BEGIN

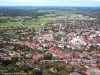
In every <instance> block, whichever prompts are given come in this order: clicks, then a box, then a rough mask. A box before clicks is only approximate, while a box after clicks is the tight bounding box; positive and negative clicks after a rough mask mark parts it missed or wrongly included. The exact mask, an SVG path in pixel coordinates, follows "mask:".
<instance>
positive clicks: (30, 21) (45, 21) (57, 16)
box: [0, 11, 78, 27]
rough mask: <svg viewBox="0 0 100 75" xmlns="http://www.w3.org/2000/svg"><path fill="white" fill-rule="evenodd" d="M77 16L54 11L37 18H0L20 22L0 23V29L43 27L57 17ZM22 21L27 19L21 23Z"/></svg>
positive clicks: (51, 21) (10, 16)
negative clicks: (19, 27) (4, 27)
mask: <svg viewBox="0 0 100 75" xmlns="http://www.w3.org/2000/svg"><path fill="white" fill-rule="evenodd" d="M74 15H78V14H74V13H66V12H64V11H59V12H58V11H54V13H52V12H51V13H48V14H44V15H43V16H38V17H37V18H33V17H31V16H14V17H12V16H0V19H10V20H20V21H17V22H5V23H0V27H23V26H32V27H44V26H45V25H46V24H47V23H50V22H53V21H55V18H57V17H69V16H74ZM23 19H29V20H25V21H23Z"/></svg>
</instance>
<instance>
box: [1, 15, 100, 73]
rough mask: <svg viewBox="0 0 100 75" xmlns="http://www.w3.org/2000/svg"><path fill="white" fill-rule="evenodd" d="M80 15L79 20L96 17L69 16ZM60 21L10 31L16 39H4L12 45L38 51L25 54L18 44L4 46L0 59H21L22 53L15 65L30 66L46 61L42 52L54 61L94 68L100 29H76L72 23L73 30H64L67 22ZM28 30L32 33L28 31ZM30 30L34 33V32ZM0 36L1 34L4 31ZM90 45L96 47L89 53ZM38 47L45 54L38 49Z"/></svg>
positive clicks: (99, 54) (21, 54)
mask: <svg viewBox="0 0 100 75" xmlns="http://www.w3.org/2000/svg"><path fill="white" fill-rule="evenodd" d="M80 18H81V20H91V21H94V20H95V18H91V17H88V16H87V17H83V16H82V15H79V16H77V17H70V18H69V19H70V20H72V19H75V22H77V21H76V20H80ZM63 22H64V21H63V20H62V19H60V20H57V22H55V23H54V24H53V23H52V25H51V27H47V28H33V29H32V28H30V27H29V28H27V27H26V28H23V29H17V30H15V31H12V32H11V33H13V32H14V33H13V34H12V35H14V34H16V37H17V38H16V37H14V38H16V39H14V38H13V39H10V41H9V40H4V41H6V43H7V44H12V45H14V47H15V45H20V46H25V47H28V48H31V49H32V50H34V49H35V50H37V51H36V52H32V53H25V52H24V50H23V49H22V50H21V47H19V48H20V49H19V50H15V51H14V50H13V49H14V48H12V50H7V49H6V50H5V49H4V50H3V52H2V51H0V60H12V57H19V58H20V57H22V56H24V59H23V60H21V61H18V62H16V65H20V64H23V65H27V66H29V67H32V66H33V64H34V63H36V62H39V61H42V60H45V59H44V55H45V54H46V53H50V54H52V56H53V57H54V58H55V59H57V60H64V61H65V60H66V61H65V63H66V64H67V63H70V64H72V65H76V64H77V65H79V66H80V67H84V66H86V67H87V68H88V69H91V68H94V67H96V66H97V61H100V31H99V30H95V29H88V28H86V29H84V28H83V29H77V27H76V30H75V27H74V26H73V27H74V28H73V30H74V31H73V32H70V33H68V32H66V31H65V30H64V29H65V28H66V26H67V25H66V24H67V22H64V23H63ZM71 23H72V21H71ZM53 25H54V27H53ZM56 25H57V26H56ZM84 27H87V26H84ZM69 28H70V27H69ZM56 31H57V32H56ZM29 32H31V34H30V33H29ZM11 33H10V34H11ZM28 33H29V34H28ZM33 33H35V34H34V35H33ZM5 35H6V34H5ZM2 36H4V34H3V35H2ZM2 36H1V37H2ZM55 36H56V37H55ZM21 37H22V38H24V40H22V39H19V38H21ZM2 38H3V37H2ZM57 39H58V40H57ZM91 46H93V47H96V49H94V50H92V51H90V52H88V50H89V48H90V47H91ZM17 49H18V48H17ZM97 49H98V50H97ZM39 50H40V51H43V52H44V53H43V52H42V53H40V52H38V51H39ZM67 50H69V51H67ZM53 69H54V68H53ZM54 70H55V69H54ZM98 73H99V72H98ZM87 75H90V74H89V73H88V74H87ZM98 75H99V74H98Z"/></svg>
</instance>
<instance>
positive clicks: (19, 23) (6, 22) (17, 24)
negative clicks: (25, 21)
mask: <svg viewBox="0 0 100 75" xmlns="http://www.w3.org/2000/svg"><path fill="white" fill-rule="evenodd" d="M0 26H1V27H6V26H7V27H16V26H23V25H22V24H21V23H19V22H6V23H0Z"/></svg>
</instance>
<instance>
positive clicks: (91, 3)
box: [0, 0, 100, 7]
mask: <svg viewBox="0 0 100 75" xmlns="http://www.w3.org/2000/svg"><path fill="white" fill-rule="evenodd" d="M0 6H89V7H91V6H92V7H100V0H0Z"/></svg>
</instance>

END

## Work request
In the records above, find each line that holds the word "rough"; copy all such lines.

## Solution to the problem
In every <instance> block, whichever prompts are given come in this order: clicks, then a box, then a rough mask. A box before clicks is only approximate, while a box after clicks is the tight bounding box; positive and negative clicks after a rough mask mark parts it missed or wrongly included. The exact mask, an SVG path in pixel coordinates, follows "mask:".
rough mask: <svg viewBox="0 0 100 75" xmlns="http://www.w3.org/2000/svg"><path fill="white" fill-rule="evenodd" d="M77 16L54 11L37 18H0L20 22L0 23V29L43 27L57 17ZM22 21L27 19L21 23Z"/></svg>
rough mask: <svg viewBox="0 0 100 75" xmlns="http://www.w3.org/2000/svg"><path fill="white" fill-rule="evenodd" d="M80 15L79 20L96 17L69 16ZM60 21L10 31L16 39H4L12 45L38 51L25 54L18 44L4 46L0 59H21L22 53L15 65L30 66L46 61L42 52L54 61L94 68L100 29H76L72 23L73 30H64L67 22ZM28 30L32 33L28 31ZM30 30L34 33V32ZM0 36L1 34L4 31ZM90 45L96 47L89 53ZM38 47L45 54L38 49Z"/></svg>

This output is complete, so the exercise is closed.